## Activity:
Set down the data that follows, exactly and completely.

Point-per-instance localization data
● ● ● ● ●

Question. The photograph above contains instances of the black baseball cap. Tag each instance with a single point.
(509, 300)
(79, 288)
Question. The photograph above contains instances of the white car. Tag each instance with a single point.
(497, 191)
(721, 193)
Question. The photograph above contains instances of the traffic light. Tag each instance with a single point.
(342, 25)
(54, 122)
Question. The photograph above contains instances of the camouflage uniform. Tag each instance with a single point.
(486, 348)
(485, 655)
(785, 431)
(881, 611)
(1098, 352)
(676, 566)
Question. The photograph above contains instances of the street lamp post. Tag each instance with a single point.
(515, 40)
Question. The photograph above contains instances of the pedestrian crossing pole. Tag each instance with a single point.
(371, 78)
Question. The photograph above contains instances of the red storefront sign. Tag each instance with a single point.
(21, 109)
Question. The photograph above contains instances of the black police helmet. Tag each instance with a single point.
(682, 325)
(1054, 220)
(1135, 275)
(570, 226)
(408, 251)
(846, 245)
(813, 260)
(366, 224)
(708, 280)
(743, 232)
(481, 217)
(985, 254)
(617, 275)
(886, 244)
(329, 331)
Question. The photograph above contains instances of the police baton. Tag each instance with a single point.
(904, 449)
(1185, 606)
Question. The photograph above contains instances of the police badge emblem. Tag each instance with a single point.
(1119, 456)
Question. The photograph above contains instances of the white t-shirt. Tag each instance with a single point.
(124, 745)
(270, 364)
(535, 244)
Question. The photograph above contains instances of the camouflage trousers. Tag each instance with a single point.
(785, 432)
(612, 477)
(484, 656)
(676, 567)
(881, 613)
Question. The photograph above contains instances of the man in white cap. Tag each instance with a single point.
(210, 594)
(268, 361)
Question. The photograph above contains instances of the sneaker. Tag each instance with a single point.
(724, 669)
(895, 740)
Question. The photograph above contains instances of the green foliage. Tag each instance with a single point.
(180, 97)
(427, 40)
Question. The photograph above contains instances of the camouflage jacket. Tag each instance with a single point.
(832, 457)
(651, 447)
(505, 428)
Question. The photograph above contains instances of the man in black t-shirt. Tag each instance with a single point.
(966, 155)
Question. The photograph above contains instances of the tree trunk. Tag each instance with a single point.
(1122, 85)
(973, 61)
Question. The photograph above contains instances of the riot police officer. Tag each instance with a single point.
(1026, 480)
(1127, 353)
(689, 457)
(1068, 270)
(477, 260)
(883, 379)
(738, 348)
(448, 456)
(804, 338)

● ● ● ● ●

## Answer section:
Question. The photograph above contains instances of the black baseball cap. Tag each instance with a single point.
(509, 300)
(79, 288)
Question. The photograph above contains instances of the white car. Tag each instance with a single point.
(497, 191)
(721, 193)
Question. The photograph above contains instances of the traffic light. Tag each instance with a single point.
(342, 25)
(54, 122)
Question. The photograph above contains instances of the camouflage uniform. Tag each instance with a single point.
(486, 348)
(485, 655)
(785, 431)
(881, 611)
(1098, 352)
(676, 566)
Question. The photograph above contains instances of the street lamp post. Tag each instance with a single point.
(515, 40)
Question. The photograph above contains instances of the pedestrian crossing pole. Tag each instance with a single point.
(371, 78)
Question. The photograph above contains instances of the red storefront sign. Tag each instance with a single point.
(21, 109)
Question. The photograph above contains instances of the black police helmet. Tag each instance with a single point.
(682, 325)
(1054, 220)
(1135, 275)
(570, 226)
(408, 251)
(846, 245)
(813, 260)
(366, 224)
(708, 280)
(743, 232)
(481, 217)
(985, 254)
(617, 275)
(886, 244)
(329, 331)
Question. The photograph above contains instances of the police baton. Tag each instance with a single point.
(904, 449)
(1185, 606)
Question. The photograph above contains instances of the police badge emblem. Tag each instance with a single point.
(1119, 456)
Question. The photograph above contains instances of the white t-shirt. Tag each instance with a single point.
(124, 745)
(270, 364)
(535, 244)
Question. The photograph above contains instances of the camouflage trousers. Tag each instance with a single point.
(785, 432)
(612, 477)
(484, 656)
(676, 567)
(881, 613)
Question. The photograph above contains instances of the man in white cap. Tag each instance with a single point.
(210, 594)
(268, 361)
Question. The photograph above contains instances of the sneaker. Tag each instance with a single point.
(724, 669)
(895, 740)
Question. The photograph above contains instances of the green foliage. Tag each instance with a single point.
(180, 97)
(427, 40)
Question. The photograph above contains instances of the camouflage jacket. Tag each instance with a single point.
(832, 457)
(651, 447)
(505, 428)
Question. The photograph above contains instances of the man in black t-shirt. Tag each instance with a single point.
(966, 155)
Question. The photograph above contains instances of the tree trunk. Tag each instance with a single point.
(1122, 85)
(973, 61)
Question. The photograph above contains instances of the riot police officer. Tag each instance with a single point.
(1026, 480)
(1127, 353)
(689, 457)
(1068, 270)
(477, 260)
(883, 379)
(738, 348)
(448, 456)
(804, 338)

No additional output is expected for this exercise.